— WRITTEN TASK —
Quote the lines below exactly, from the one that holds "eyeglasses in the photo above." through the final line of the records, and only those.

[Object pointing dataset rows]
━━━━━━━━━━━━━━━━

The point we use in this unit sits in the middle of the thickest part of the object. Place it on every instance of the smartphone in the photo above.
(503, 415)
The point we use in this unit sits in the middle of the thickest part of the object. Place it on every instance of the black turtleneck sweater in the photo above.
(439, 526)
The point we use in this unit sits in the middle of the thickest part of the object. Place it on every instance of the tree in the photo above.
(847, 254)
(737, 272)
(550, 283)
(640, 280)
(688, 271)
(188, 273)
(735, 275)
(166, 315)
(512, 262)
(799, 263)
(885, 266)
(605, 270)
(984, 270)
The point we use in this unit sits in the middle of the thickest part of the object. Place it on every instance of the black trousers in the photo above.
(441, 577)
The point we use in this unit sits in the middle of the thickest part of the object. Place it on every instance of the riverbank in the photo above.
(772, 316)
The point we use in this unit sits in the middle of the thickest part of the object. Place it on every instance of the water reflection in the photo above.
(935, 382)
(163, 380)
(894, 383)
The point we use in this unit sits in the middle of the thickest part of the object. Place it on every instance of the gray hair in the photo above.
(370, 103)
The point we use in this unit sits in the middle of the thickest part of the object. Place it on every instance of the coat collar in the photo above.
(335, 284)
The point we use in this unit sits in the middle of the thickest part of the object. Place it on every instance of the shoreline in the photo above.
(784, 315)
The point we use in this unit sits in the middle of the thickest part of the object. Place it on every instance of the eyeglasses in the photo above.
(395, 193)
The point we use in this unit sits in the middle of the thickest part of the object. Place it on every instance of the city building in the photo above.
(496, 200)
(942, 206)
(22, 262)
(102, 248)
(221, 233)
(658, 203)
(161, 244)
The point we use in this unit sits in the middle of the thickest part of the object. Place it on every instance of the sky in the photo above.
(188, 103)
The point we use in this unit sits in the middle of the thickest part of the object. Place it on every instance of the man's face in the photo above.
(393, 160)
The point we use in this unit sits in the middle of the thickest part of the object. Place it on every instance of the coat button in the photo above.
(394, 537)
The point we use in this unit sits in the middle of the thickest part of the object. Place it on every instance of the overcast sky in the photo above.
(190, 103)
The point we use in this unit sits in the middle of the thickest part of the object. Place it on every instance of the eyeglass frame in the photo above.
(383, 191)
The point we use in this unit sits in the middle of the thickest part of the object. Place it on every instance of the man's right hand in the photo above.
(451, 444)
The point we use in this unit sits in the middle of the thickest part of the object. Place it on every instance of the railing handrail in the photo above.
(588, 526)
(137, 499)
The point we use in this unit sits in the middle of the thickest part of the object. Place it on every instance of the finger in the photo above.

━━━━━━━━━━━━━━━━

— SOLUTION FOR THIS PROBLEM —
The point we use in this unit sits in the middle of the thickest part of the object. Place it on every instance of the eyeglasses in the photo above.
(395, 193)
The point we use in this unit sits in the middle of the thickest part of the object. Place it on every instance of the city building in the photo above.
(496, 200)
(942, 206)
(22, 262)
(102, 248)
(221, 233)
(658, 203)
(161, 244)
The point we use in this unit sits in the middle of the thickest part of the object. Place it on every instance of the sky in the photo above.
(188, 103)
The point we use in this unit sits in the middle of the thickest part of the object. Place it on every instance of the man's face in the photo above.
(393, 160)
The point we use in this unit sits in the middle of the thickest part of the object. Place it on every instance of the coat button in the photo above.
(394, 537)
The point we use in this unit sits in the middle of the thickest part of the object. Place it on every instance of the overcast sky in the photo above.
(190, 103)
The point we use in this unit sits in the middle of the thickest part of the object. Place it on every instance of the eyeglass frame in the photo above.
(383, 191)
The point we use in this unit sits in the middle of the thickest part of the object. Place it on every instance of the man's right hand in the photo above.
(451, 444)
The point we use in this unit sits in the middle of the thickest part of the object. Place it on every instance of the railing handrail in the photo above.
(588, 526)
(137, 499)
The point we use in this unit sits in the middle of the thickest part of the object. Place it on every instance of the finger in the photo above.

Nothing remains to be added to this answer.